Aim of the task: Carry on the schoolyard fight story from its final sentence, writing the next part.

For a few days, the big mong kind of stalked him around - they were in different forms and totally different classes so they closest they ever got was a testy pass in the corridor - until one day they came face to face in the dinner hall. Hodor went over to him, flipped his plate and challenged him to a fight a week on Friday in the park at the back. Being a div, he finished it with a throat cutting taunt and went 'you're next' like he was Goldberg's long lost downs syndrome relation and, weirder, the other cunt accepted. David vs. Goliath was on.

 

Fight night came about, and I've never seen anything like it; a good wedge of the school was in the park, forming a human gladiator pit and when I got to the front, the grock was wearing a Phantom of the Opera mask. I wish I was kidding, this kid was such a fucking div. The other lad got there and looked palpably afraid, I can only imagine it's because of the volume of people rather than this six foot of special needs in front of him. Ding ding, fight starts and they circle. The Phantom was egging the little guy on and the little guy was throwing the fakest feints at The Phantom like he was testing the range of his toothpick arms.

(Excerpts from point annotation data)
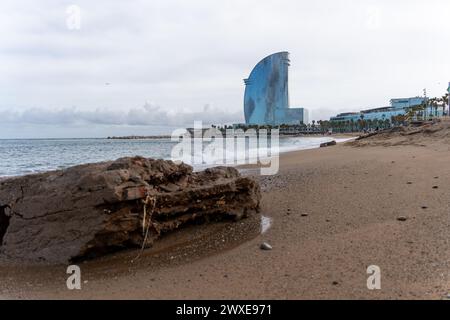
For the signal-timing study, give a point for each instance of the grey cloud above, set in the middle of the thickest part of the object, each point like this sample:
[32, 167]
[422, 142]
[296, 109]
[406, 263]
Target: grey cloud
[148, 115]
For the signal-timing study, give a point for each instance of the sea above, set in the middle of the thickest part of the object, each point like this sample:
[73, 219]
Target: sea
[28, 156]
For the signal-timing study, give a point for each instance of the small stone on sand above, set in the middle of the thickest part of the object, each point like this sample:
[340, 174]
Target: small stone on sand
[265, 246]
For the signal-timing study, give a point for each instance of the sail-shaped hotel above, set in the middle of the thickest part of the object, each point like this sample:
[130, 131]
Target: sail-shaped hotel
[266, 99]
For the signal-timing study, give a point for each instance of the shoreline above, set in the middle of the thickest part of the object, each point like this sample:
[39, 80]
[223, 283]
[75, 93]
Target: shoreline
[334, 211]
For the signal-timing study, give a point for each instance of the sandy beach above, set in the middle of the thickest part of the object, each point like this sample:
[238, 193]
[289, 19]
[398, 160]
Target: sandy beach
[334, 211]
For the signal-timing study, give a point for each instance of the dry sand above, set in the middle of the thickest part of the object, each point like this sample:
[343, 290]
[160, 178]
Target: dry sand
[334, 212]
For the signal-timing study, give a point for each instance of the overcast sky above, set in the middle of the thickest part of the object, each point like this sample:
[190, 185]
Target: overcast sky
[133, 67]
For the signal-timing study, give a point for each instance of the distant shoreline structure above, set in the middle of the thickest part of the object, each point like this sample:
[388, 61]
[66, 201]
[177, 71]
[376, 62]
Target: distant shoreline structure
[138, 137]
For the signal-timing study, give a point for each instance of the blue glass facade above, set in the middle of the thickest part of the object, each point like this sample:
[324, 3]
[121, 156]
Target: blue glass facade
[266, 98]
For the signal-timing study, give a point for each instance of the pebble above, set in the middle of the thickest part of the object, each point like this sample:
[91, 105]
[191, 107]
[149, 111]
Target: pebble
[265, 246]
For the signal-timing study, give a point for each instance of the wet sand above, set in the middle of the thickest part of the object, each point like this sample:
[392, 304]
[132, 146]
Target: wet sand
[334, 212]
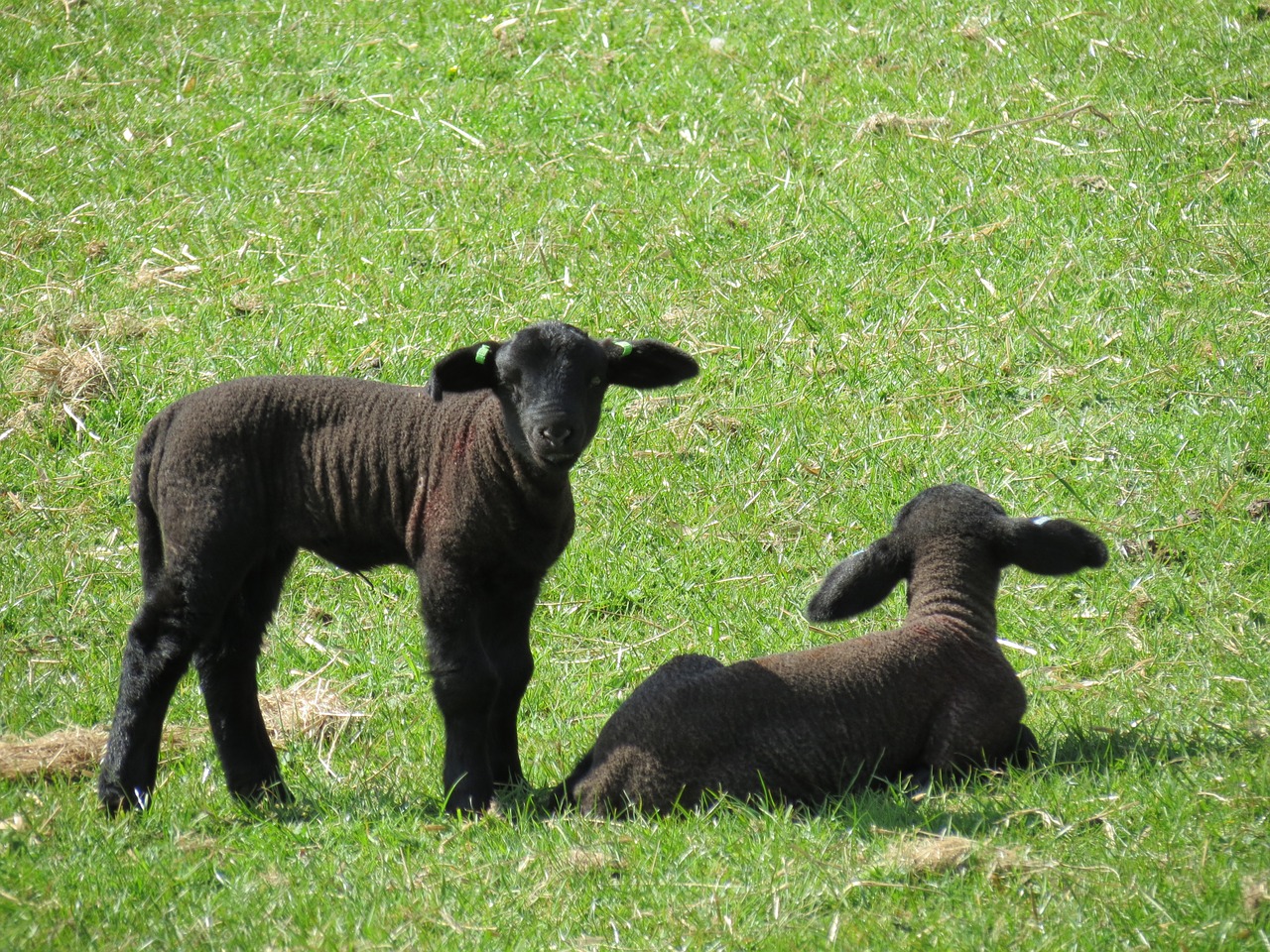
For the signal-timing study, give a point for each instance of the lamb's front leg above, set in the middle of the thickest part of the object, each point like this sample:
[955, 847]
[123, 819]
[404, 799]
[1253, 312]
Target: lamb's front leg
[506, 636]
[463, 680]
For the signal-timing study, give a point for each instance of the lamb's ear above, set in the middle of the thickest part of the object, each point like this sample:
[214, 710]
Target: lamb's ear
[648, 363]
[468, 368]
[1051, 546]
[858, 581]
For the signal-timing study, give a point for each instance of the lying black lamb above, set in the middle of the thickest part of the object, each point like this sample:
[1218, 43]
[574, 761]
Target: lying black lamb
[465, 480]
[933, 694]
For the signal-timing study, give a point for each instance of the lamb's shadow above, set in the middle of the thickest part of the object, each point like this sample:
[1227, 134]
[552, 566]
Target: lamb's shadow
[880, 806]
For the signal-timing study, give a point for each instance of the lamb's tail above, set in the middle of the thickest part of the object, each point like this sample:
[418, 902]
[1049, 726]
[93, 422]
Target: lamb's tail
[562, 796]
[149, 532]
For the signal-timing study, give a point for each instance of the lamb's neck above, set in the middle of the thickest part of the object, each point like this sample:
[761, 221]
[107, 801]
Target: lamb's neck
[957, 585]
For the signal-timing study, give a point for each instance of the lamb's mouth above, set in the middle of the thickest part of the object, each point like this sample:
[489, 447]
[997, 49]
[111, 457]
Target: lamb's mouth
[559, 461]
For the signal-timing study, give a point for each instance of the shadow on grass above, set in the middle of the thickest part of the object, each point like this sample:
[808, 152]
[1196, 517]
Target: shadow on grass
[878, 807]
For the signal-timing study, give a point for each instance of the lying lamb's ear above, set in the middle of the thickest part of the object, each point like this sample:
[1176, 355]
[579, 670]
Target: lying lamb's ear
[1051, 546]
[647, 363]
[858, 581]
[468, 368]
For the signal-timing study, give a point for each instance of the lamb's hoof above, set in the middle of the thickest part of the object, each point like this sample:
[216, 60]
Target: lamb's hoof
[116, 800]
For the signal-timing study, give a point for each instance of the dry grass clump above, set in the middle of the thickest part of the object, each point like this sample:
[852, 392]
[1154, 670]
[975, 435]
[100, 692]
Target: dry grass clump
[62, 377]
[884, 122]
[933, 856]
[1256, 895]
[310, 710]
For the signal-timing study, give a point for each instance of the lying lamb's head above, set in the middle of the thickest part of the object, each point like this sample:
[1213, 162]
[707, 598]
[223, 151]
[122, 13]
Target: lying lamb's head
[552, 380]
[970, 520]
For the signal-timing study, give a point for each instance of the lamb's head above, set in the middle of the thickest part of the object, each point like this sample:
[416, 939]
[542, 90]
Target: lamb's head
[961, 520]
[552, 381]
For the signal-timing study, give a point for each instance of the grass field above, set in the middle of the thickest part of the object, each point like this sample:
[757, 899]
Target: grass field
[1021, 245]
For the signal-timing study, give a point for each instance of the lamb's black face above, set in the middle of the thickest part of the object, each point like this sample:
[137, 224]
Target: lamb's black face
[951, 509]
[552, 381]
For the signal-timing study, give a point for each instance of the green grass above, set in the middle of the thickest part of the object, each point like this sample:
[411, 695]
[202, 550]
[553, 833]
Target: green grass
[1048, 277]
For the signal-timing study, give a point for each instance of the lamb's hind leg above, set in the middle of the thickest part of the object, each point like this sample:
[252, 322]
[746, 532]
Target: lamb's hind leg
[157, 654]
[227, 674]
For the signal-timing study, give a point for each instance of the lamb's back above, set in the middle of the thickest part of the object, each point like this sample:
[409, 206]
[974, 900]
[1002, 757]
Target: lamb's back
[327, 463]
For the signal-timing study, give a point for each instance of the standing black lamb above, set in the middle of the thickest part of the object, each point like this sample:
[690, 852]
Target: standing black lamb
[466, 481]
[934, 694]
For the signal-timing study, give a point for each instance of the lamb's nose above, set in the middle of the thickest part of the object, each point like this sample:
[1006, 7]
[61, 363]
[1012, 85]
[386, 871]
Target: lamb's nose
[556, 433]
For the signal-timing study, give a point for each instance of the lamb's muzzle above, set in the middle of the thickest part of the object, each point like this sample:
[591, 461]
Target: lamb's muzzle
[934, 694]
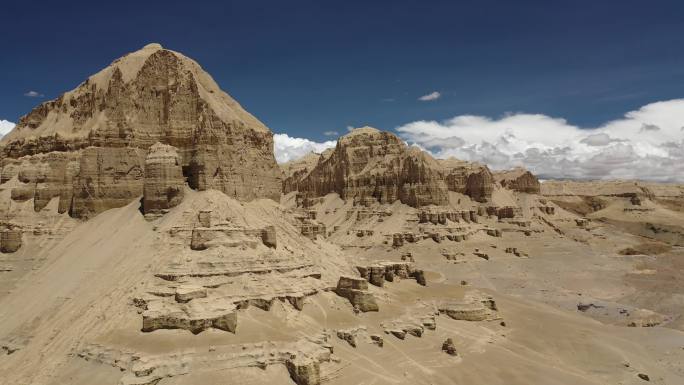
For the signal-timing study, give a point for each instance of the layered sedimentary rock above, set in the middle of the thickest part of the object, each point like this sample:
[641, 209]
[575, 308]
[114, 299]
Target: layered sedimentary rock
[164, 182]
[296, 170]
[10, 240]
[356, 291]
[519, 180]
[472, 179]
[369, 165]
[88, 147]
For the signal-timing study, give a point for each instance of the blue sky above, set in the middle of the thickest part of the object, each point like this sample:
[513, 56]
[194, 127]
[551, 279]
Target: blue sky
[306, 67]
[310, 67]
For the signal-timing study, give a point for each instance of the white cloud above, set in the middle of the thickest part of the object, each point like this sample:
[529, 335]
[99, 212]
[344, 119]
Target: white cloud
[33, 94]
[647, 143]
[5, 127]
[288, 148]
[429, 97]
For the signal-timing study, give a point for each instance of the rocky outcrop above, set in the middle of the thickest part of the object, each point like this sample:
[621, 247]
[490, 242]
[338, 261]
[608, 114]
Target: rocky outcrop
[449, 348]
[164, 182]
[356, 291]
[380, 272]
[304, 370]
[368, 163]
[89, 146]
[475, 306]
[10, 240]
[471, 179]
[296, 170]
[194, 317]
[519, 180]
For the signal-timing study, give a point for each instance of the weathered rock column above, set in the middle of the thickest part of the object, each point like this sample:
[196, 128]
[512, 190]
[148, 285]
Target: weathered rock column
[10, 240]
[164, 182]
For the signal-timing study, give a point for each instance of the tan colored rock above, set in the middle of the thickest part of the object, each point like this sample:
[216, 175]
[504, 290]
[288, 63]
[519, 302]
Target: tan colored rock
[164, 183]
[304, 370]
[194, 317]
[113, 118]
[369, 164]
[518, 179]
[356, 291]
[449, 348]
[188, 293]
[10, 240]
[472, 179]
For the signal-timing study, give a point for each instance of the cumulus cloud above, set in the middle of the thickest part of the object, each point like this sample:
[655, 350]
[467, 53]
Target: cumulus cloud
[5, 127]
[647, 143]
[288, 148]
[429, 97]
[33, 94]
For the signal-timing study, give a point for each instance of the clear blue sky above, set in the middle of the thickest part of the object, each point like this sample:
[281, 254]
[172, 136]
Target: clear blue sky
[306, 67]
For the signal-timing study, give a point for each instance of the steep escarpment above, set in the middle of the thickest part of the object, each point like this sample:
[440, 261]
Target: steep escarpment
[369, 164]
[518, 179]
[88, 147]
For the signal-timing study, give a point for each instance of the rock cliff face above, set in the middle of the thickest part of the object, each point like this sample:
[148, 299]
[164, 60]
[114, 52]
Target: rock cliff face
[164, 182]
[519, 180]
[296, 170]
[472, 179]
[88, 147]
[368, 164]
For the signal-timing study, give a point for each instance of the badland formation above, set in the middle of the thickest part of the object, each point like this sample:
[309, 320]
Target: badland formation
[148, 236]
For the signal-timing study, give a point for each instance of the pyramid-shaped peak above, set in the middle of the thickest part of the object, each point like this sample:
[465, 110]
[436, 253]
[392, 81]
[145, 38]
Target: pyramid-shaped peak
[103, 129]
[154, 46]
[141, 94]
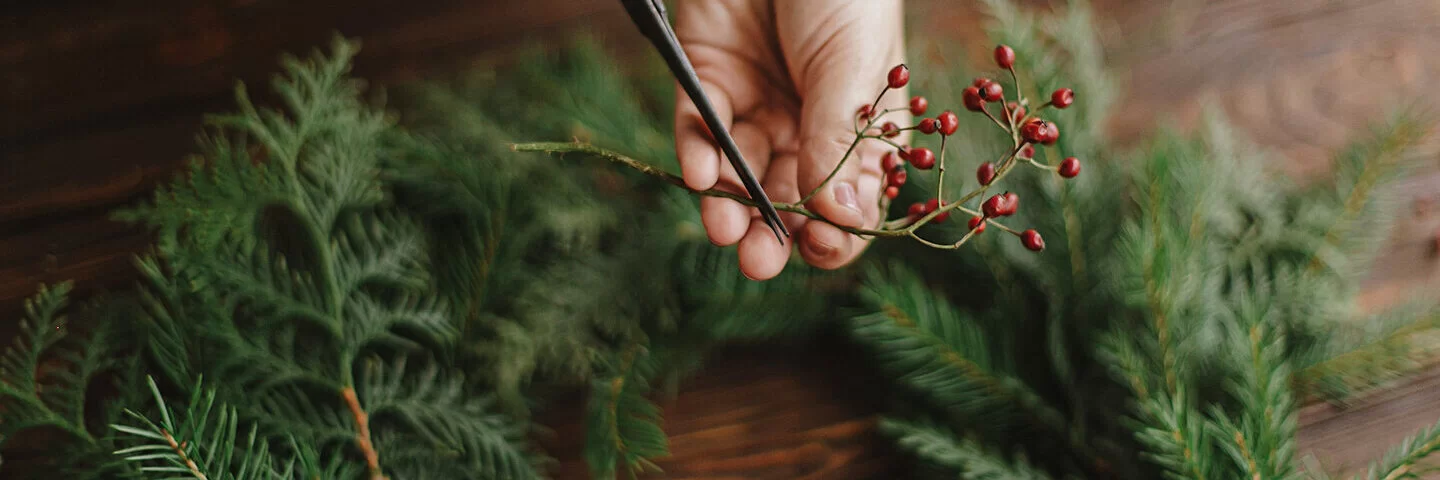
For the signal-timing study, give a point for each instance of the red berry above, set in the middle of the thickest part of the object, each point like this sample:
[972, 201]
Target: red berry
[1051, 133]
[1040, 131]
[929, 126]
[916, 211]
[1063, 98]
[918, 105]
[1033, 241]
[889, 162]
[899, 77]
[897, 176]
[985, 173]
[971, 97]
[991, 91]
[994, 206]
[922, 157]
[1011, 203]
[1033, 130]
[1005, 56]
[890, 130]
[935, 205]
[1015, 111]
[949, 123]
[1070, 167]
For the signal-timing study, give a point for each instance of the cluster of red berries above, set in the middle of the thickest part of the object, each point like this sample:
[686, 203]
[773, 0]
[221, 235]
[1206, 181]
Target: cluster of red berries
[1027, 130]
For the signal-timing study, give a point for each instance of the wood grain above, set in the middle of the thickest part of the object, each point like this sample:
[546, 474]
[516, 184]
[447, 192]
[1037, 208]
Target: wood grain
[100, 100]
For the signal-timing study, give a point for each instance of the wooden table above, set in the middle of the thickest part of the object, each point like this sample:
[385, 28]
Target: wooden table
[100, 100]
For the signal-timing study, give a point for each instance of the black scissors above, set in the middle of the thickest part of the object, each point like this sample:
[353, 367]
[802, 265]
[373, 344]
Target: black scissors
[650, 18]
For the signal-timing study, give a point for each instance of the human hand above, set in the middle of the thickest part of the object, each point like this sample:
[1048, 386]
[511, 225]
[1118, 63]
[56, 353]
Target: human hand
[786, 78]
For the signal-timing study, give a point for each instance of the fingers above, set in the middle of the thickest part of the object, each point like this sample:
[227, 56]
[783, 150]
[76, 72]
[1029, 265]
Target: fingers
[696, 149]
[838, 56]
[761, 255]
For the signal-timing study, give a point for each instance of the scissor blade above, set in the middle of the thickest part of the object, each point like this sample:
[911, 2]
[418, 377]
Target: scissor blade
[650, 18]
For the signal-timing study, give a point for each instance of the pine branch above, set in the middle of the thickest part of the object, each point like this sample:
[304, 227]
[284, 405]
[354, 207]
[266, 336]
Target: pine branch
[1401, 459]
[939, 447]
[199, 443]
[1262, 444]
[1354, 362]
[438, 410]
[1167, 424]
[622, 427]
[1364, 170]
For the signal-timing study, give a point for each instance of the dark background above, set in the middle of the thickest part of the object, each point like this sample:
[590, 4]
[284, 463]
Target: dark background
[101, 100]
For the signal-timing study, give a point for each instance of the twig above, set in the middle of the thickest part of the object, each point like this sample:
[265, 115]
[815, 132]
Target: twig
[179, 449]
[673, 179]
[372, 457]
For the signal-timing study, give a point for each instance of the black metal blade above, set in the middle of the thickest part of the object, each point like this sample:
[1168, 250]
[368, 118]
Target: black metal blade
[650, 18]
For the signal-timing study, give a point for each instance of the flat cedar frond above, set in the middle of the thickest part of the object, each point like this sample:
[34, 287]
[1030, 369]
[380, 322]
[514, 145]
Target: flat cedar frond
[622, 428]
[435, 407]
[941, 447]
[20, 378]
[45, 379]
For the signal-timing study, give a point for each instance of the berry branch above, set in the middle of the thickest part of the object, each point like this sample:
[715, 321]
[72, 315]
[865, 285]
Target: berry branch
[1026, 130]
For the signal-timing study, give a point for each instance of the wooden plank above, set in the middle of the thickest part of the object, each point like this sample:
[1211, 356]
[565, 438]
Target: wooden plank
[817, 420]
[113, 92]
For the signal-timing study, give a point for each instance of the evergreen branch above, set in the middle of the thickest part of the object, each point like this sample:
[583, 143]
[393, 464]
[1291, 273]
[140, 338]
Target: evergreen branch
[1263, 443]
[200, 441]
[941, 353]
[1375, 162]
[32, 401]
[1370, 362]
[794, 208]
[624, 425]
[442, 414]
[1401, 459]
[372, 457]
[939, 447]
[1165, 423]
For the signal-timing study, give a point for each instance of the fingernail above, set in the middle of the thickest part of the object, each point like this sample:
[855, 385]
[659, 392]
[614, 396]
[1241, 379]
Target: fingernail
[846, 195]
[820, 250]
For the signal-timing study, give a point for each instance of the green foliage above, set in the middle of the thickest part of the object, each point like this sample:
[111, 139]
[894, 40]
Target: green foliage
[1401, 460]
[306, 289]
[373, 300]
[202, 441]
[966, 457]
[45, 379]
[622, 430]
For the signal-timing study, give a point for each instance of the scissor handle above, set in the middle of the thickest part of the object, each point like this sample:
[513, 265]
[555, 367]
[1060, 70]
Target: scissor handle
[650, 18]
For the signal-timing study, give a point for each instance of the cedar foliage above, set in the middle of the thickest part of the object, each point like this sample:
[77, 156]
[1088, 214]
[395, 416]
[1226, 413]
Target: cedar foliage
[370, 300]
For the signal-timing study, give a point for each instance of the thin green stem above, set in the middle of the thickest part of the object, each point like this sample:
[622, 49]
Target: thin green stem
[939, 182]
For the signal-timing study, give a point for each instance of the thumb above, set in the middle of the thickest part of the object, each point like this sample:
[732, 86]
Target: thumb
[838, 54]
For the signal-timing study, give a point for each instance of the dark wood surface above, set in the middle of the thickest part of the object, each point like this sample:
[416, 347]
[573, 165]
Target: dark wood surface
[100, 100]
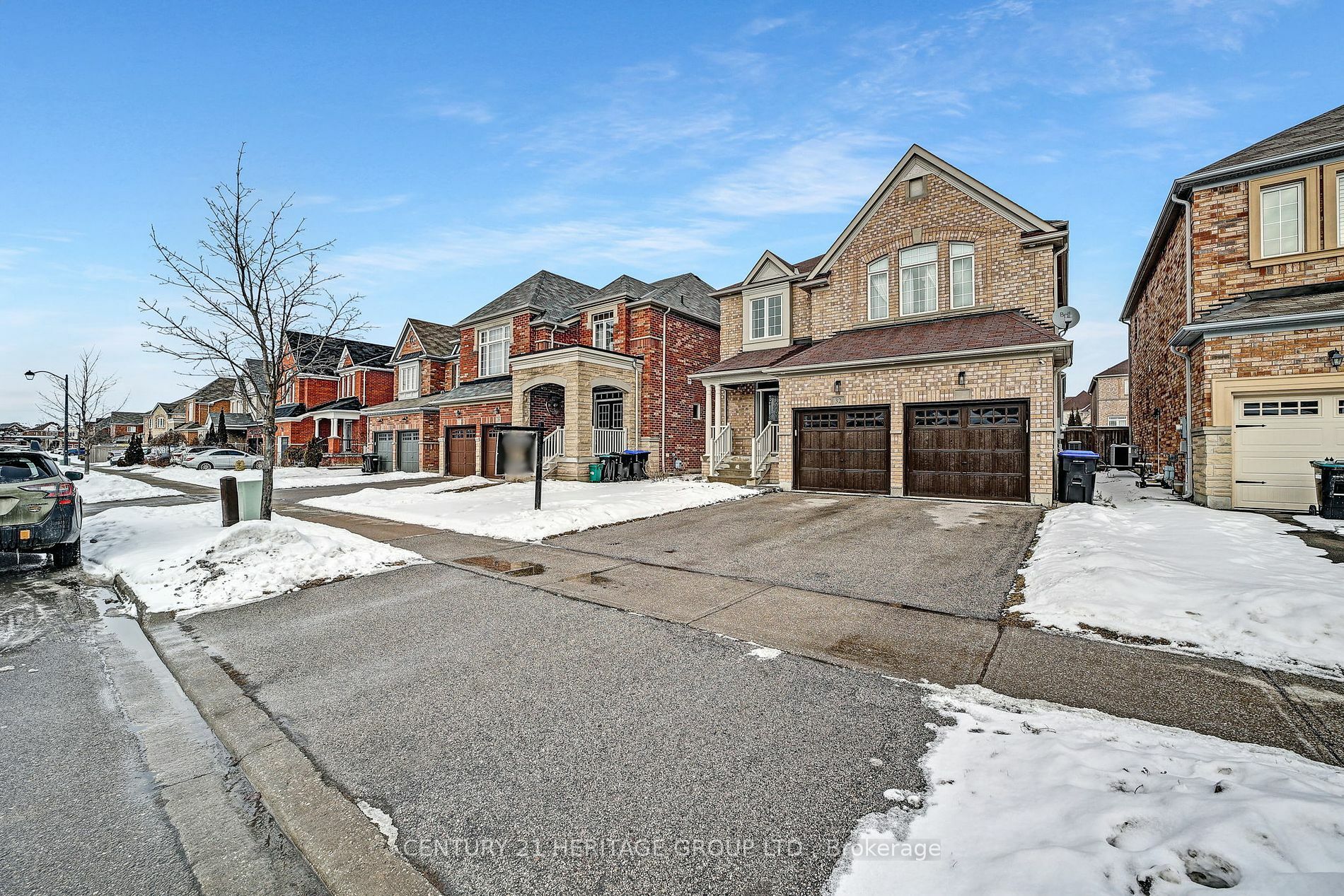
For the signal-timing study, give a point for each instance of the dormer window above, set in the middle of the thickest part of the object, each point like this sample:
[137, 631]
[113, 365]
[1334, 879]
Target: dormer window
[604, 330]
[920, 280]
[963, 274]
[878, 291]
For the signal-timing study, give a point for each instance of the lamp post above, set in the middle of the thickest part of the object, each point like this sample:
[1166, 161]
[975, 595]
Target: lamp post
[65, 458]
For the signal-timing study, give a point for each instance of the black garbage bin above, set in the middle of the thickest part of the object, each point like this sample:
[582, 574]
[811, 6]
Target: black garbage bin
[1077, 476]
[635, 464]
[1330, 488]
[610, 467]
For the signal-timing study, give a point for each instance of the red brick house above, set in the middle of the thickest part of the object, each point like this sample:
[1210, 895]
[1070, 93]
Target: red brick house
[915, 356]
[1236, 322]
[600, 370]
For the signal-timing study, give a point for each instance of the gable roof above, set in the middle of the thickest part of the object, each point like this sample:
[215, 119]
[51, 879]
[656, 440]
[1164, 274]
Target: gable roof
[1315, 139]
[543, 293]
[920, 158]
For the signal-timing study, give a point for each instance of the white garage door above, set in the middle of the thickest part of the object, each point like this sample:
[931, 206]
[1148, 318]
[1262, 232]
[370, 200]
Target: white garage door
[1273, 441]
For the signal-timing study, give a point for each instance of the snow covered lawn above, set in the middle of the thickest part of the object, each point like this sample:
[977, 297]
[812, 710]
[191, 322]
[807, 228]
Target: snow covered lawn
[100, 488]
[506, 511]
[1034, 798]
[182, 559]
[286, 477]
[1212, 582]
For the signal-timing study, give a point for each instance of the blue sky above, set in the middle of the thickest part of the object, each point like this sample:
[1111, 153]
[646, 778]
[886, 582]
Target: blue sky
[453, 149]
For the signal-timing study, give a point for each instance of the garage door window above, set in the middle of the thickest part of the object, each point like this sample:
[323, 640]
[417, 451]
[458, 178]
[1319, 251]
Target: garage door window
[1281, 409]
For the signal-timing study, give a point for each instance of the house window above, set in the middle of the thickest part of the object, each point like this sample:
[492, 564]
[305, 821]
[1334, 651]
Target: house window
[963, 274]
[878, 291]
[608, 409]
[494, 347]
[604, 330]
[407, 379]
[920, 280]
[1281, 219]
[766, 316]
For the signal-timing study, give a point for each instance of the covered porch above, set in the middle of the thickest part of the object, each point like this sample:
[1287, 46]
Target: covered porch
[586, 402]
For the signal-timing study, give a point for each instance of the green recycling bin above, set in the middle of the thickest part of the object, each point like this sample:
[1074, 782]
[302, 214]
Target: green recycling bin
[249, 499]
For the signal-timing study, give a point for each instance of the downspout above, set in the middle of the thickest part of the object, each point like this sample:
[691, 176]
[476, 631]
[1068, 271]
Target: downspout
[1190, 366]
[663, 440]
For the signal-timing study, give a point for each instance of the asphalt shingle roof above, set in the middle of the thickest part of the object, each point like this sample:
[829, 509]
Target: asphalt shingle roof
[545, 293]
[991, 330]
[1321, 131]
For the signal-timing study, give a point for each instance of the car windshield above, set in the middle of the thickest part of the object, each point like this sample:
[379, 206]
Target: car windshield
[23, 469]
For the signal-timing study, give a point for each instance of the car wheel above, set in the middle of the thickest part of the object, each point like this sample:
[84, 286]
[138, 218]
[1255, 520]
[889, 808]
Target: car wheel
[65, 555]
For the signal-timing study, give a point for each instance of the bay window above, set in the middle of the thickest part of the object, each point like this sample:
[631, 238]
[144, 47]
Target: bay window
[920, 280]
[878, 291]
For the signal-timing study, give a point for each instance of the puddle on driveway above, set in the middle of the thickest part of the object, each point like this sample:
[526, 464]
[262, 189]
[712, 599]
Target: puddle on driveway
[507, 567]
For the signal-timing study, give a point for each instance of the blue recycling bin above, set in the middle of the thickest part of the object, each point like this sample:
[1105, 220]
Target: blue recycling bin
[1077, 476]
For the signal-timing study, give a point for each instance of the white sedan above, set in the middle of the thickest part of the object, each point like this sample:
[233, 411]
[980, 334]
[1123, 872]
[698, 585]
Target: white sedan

Response:
Absolutely nothing happened besides this fucking retarded spectacle for a good few minutes until they reach the mates of the posh kid and he deftly grabs his backpack to pull out his secret weapon: a discus stolen from the gym. He grabs it, smile wide on his face and before he can even do anything with it - whatever that may have even been- one dig sails from the right and gets him. He drops to the floor screaming and everyone shuffles off, disappointed but also terrified they'd just witnessed something genuinely criminal.

 

A week later, the obvious Tory twat returns; the one punch had a thumb that scratched his cornea and he'd needed special contact lenses or something to fix it. At this point, no one cared and everyone was just glum that they'd got caught in the hype. The big kid went on to be popular for about a year before going back to mongdom for Sixth Form after getting twatted by a lad from Scotland after stepping up to stop him from bad mouthing Liverpool. He now works in the Home Bargins at The Strand. Fuck knows about the other but it's funny to know he'll live his life knowing his eye is fucked because he threw an ice cream at some forgettable bellend.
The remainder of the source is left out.